Start of Block

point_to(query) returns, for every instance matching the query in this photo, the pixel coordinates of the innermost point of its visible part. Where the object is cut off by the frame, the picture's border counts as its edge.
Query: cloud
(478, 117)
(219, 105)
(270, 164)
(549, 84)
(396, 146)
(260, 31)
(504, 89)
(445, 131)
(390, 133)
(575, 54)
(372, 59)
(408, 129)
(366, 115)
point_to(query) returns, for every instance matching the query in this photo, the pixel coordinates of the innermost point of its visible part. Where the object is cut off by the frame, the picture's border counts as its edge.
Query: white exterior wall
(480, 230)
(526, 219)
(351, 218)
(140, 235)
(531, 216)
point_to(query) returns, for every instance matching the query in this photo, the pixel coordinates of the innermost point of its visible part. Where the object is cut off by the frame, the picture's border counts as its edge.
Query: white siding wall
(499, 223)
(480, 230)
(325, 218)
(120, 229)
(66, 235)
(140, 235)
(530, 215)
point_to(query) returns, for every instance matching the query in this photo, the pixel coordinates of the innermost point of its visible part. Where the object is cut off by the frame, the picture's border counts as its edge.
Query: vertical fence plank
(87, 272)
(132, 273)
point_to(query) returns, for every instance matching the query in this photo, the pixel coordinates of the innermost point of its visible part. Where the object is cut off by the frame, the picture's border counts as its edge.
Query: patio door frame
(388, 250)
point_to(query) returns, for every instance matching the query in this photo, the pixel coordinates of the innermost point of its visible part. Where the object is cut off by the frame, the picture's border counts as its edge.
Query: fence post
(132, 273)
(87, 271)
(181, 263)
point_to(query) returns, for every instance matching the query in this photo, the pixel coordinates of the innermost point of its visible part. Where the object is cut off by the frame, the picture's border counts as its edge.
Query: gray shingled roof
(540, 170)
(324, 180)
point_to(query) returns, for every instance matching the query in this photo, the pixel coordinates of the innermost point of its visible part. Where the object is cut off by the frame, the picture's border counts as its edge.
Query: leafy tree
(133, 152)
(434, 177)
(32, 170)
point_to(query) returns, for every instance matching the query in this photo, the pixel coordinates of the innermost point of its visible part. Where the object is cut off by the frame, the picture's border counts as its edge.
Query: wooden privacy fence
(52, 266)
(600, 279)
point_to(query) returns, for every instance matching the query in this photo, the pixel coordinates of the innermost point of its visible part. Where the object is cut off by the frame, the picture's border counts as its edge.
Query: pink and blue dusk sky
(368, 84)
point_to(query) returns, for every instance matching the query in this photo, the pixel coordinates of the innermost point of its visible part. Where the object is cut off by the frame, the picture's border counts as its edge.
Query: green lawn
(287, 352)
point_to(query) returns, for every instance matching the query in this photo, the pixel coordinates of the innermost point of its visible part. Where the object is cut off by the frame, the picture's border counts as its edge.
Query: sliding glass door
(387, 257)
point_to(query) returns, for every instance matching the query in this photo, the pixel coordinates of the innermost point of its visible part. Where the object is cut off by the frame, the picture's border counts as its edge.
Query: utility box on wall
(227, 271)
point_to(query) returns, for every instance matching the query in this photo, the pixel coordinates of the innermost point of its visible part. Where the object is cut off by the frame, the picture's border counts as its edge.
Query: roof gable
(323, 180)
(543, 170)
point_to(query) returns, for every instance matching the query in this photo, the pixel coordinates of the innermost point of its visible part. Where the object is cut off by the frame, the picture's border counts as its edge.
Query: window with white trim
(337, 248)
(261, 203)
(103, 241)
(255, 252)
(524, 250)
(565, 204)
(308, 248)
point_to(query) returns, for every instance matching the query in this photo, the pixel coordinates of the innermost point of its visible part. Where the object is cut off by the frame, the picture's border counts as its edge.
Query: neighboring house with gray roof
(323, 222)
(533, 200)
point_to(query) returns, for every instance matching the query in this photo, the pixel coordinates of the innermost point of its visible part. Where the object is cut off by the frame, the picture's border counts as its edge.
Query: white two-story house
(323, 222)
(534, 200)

End of Block

What needs to be done: A verbatim copy of all the records is to be produced.

Solution for this task:
point_to(query) returns, for every instance matching the query in this photo, the pixel coordinates of the innermost point of its visible part. Where the object is cut off by the frame, the picture's border counts as its edge.
Query: cloud
(478, 117)
(219, 105)
(270, 164)
(549, 84)
(396, 146)
(260, 31)
(504, 89)
(445, 131)
(390, 133)
(575, 54)
(372, 59)
(408, 129)
(366, 115)
point_to(query) returns, for every instance matching the query in this photo, the pixel coordinates of the innermost point of its visible part. Where the object is cut off by the frame, the picture's border counts as its edge.
Query: white exterior wall
(480, 230)
(526, 219)
(351, 218)
(140, 235)
(531, 216)
point_to(query) returns, for every instance matching the query in this photo, the pixel coordinates of the innermost point of its visible part. Where the object is cut off by the frame, the picture's border counts as its edge.
Query: white siding wall
(499, 223)
(480, 230)
(325, 218)
(120, 229)
(66, 235)
(140, 235)
(530, 215)
point_to(query) returns, for every instance matching the query in this photo, the pixel coordinates of the innermost point of its visible part. Where the object is cut off by the frame, the picture's border counts as its edge.
Query: vertical fence plank
(87, 272)
(132, 273)
point_to(query) returns, for every instance matching the query in this photo, the pixel coordinates of the innermost point of its visible part. Where the object is cut off by the frame, the picture's border counts as its edge.
Query: patio door frame
(388, 250)
point_to(query) returns, for every instance matching the query in this photo, the pixel coordinates of the innermost point of its visible part. Where the object is cut off by the frame, the picture's border counts as its edge.
Query: fence post
(132, 273)
(87, 271)
(181, 263)
point_to(query) returns, for every instance matching the query in this photo, the pixel coordinates of the innermost point of its visible part. Where the object is cut off by the frame, the picture's border counts as its edge.
Query: gray shingled roof
(540, 170)
(324, 180)
point_to(query) returns, for every instance matching the query in this photo, the pixel coordinates of the innermost point of its visible part. Where the object is cut off by the frame, the picture's border counts as its edge.
Query: leafy tree
(133, 152)
(434, 177)
(32, 170)
point_to(query) returns, for every instance matching the query in this photo, the pixel coordinates of the innermost point of its visible part. Where the object is cut off by the frame, the picture's border counts as its edge.
Query: wooden privacy fence
(52, 266)
(600, 279)
point_to(query) returns, for every instance matching the query in this photo, the pixel coordinates of the innermost point of its visible part. Where the object is cut off by the frame, the picture's border counts as its edge.
Query: pink and blue dusk sky
(368, 84)
point_to(query) returns, for every instance matching the query in this photo, the pixel coordinates of the innermost point of its visible part. Where the object is cut off by the frame, the picture's border counts as its edge.
Query: green lawn
(287, 352)
point_to(query) returns, for every instance matching the query in this photo, the pixel coordinates of the innermost point of its visible part. Where the object is cut off by the frame, the picture's border counts as its edge.
Query: sliding glass door
(387, 257)
point_to(query) returns, for every instance matching the query in this photo, the pixel coordinates of the innermost point of its visible part. Where the object is cut off by the frame, the picture's border counts as its edge.
Query: utility box on wall
(227, 271)
point_to(query) returns, for every instance matching the query in this photo, the pixel coordinates of the innermost point of its visible part. Where the object is cut off by the frame, the picture's border counts as its edge.
Query: roof gable
(323, 180)
(543, 170)
point_to(query) returns, for every instance matching the query in this photo, the pixel coordinates of the innermost point of its visible part. Where the object is cut off by the frame, the picture's border counts as its edge.
Query: window with white trim
(337, 248)
(261, 203)
(103, 241)
(255, 252)
(524, 250)
(565, 204)
(308, 248)
point_to(query) returns, for every instance matching the query in this photo, the pixel coordinates of the innermost point of its visible part. Where the object is cut off by the frame, the picture's border counts as its edge.
Query: neighboring house with gray roof
(323, 222)
(533, 200)
point_to(query) returns, for every instance matching the query in this photo, the pixel coordinates of the innermost point of its visible part. Where the object is cut off by the frame, the picture's border counts as its edge.
Query: white two-story house
(323, 222)
(534, 200)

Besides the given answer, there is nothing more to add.